**Set exercise 1:** What slogan does the nonprofit in the article on the Austin family's new home use?

**Page extract:**
By midday Saturday, dozens of volunteers had laid most of the sod and teamed up to add some curb appeal to the home being built for Marine Staff Sgt. Jeremy Austin and his family in Chicwood Estates. The volunteer day was yet another step in a building project launched last fall.
Homes for Our Troops (HFOT), a non-profit organization whose slogan is “Building Homes, Rebuilding Lives,” has been building a house from the ground up for the Austins—Jeremy, his wife, Crissy, and their two young sons—since the end of November. Everything from building materials to manpower has been donated to the project, and Saturday’s effort brought out people from all around the New River Valley who quickly went to work with landscaping supplies and assistance from Grass Assassins of Christiansburg.

Items from a dataset
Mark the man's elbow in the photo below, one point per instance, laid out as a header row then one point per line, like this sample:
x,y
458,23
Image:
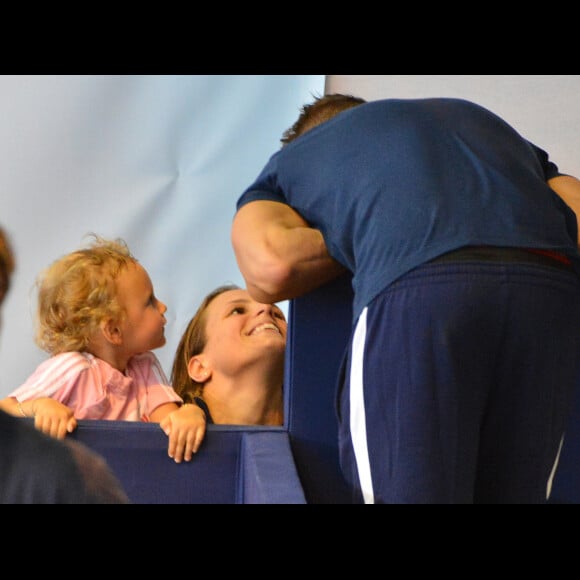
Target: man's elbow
x,y
269,283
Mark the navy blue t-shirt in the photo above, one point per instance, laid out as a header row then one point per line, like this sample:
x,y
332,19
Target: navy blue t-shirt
x,y
395,183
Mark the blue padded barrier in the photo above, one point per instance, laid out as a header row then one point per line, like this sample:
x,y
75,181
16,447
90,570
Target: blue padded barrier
x,y
224,471
319,326
268,475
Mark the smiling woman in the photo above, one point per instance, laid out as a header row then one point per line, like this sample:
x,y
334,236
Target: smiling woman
x,y
230,359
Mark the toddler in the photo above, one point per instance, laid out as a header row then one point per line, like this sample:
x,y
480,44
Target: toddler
x,y
99,319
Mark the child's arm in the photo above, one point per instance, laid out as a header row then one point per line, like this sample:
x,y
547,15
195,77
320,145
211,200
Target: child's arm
x,y
50,416
184,425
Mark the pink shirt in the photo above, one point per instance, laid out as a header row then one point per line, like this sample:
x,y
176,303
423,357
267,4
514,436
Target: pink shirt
x,y
93,389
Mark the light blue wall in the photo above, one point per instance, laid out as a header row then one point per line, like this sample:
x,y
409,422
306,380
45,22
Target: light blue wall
x,y
158,160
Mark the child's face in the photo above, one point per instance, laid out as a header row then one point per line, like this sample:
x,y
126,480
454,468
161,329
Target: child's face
x,y
241,331
144,324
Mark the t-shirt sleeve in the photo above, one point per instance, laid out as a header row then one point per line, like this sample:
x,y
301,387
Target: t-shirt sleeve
x,y
549,168
149,374
265,187
56,378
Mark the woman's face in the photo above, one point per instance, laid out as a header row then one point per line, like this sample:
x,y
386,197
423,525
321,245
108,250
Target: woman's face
x,y
241,331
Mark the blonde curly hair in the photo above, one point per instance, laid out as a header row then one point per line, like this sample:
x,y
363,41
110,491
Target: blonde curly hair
x,y
77,292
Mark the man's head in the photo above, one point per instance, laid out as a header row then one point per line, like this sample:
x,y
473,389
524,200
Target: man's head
x,y
6,264
320,110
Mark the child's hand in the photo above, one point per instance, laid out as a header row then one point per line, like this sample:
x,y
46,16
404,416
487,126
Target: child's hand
x,y
53,417
185,428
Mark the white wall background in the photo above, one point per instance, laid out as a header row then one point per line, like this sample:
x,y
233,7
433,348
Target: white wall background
x,y
543,108
158,160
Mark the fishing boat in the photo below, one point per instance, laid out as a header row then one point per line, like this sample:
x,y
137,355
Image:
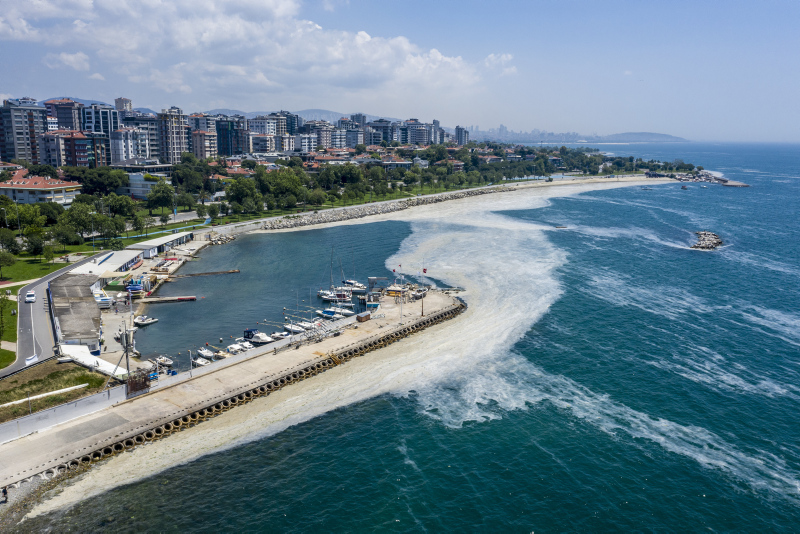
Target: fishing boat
x,y
341,311
325,314
355,287
143,320
257,338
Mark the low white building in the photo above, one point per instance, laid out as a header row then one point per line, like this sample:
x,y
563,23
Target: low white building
x,y
139,187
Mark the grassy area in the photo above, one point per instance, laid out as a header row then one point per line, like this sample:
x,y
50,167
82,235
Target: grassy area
x,y
10,320
7,357
29,269
49,376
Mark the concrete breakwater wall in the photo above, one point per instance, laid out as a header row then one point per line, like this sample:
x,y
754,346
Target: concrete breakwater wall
x,y
107,446
365,210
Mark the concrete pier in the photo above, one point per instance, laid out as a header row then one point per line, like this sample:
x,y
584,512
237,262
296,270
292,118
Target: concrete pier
x,y
212,391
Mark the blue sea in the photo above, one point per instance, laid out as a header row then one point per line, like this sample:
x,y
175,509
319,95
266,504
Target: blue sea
x,y
605,377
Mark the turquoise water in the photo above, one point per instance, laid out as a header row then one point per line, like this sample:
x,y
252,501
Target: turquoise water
x,y
614,379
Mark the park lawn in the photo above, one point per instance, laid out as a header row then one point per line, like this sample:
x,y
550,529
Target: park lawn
x,y
43,378
29,269
7,357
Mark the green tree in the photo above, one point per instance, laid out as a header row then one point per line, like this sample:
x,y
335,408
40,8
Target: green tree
x,y
161,195
213,210
34,245
185,199
6,260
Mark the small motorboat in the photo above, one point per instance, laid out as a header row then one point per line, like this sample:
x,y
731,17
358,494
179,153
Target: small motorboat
x,y
354,286
341,311
144,320
257,338
325,314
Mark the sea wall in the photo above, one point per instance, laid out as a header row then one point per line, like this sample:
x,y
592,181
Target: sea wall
x,y
107,446
365,210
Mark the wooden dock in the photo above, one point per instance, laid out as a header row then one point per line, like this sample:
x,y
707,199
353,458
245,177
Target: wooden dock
x,y
176,276
153,300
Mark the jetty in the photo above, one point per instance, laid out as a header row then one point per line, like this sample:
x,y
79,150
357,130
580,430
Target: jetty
x,y
118,419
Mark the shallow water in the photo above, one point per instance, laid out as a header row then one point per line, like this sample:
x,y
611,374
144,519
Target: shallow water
x,y
604,377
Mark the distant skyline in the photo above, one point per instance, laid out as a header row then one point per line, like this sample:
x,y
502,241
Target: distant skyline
x,y
722,71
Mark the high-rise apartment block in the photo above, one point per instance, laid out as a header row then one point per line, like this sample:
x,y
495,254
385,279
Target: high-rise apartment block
x,y
173,134
204,144
22,123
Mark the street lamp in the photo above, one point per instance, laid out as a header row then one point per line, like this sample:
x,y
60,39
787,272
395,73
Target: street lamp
x,y
92,214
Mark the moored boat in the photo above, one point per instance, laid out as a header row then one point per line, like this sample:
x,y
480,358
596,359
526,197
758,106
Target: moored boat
x,y
257,338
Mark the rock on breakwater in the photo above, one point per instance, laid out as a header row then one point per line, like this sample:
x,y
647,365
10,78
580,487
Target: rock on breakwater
x,y
707,241
357,212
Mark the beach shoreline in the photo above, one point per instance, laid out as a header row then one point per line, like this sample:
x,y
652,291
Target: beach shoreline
x,y
96,481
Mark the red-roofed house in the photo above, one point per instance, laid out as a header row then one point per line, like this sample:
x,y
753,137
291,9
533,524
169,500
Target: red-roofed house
x,y
31,189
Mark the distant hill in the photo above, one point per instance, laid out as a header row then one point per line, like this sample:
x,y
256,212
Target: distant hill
x,y
638,137
307,114
79,100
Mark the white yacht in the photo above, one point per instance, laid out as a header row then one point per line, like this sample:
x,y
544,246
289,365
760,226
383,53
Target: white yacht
x,y
201,361
256,338
143,320
341,311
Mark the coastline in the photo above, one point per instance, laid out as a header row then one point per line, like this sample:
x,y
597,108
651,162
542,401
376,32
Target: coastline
x,y
231,431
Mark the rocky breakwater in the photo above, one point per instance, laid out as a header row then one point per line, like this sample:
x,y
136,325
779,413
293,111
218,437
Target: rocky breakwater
x,y
357,212
707,241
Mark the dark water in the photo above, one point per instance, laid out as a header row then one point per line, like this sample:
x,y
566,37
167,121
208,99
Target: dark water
x,y
658,391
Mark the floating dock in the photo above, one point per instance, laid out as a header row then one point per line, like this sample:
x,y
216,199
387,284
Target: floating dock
x,y
181,402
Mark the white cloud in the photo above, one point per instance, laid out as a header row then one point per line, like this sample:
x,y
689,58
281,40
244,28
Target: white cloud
x,y
77,61
241,51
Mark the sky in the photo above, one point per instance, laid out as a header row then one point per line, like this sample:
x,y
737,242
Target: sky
x,y
702,70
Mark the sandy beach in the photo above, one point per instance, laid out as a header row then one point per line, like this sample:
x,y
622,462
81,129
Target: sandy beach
x,y
415,363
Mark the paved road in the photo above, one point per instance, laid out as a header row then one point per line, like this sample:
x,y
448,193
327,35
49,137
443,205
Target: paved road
x,y
34,328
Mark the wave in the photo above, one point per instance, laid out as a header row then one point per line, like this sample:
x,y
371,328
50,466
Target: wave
x,y
618,289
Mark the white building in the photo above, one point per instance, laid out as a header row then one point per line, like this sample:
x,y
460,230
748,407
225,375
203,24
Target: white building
x,y
264,125
339,138
128,143
138,186
305,142
354,137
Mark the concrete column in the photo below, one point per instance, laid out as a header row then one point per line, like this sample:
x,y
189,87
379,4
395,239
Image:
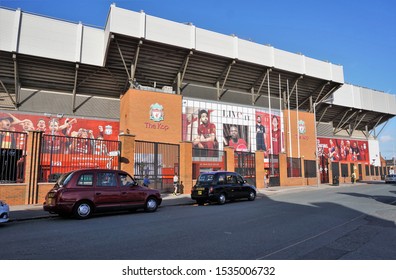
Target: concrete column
x,y
127,153
185,166
230,164
32,166
282,169
260,171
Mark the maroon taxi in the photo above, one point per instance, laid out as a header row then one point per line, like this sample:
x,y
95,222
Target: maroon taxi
x,y
83,192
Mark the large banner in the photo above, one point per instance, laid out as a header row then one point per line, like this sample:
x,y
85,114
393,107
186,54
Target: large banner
x,y
344,150
59,125
211,126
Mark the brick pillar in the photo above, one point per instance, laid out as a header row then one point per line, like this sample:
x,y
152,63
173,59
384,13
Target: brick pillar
x,y
260,171
330,171
32,166
305,182
185,166
127,153
282,169
230,164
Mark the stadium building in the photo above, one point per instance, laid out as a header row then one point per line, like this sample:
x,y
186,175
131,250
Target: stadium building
x,y
155,97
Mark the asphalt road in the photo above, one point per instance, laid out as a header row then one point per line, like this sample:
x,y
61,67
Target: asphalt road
x,y
334,223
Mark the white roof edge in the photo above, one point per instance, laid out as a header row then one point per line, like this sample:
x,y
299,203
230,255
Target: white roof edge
x,y
151,28
364,98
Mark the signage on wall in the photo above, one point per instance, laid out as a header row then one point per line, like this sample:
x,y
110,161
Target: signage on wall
x,y
301,127
157,115
156,112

**Set exercise 2:** Report only the number of lines in the records above that contain the word "paved".

**Response 1:** "Building Homes, Rebuilding Lives."

**Response 2:** 2